# Given task
Reproduce the following lines verbatim, preserving their order, wording, and punctuation.

# Records shown
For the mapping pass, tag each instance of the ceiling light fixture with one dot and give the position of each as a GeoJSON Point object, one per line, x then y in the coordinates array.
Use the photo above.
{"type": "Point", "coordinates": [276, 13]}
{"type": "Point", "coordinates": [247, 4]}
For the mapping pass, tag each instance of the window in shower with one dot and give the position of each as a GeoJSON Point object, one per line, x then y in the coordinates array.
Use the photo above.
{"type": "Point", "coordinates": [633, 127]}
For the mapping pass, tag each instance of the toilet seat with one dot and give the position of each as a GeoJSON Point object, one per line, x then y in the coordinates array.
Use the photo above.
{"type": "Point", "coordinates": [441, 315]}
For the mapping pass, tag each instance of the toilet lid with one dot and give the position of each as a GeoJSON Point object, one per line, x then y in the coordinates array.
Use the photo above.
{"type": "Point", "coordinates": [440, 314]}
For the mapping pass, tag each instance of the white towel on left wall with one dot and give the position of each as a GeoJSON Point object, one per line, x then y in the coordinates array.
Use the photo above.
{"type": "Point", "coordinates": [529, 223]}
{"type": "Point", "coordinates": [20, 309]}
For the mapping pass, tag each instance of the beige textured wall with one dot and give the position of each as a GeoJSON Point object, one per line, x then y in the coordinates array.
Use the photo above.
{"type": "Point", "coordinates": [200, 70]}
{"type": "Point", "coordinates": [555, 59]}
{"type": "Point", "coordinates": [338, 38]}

# Solved problem
For the mapping pass, tag each instance of the ceiling light fixture with one dot and give the position of each as a GeoJSON Point object, one per line, x then y in the coordinates array.
Use the photo above.
{"type": "Point", "coordinates": [276, 13]}
{"type": "Point", "coordinates": [247, 4]}
For the mapping pass, tag each instance of the window in shower with one dot and give the position of each as a GeoJSON Point object, one per line, x then y in the coordinates array.
Use the photo above.
{"type": "Point", "coordinates": [633, 127]}
For the mapping pass, tag each instance of the toilet seat with one dot and give the position of each as a GeoJSON Point object, one per line, x then y in the coordinates array.
Use the photo above.
{"type": "Point", "coordinates": [441, 315]}
For the mapping pass, tag each instance of the toilet lid with one dot and give the position of each as a GeoJSON Point object, one per line, x then y in the coordinates array.
Use the photo above.
{"type": "Point", "coordinates": [440, 314]}
For the mapping pass, tag each instance of the white towel on left wall with one dot and give the position of each as a GeoJSON Point object, one per line, x then y in the coordinates array.
Use the photo above.
{"type": "Point", "coordinates": [529, 223]}
{"type": "Point", "coordinates": [20, 309]}
For the mapping pass, tag each instance of the beige textured wall with one dot and give the position of each as a GeoJSON Point object, one per line, x then y in the coordinates array.
Use the photo above.
{"type": "Point", "coordinates": [200, 70]}
{"type": "Point", "coordinates": [555, 59]}
{"type": "Point", "coordinates": [338, 38]}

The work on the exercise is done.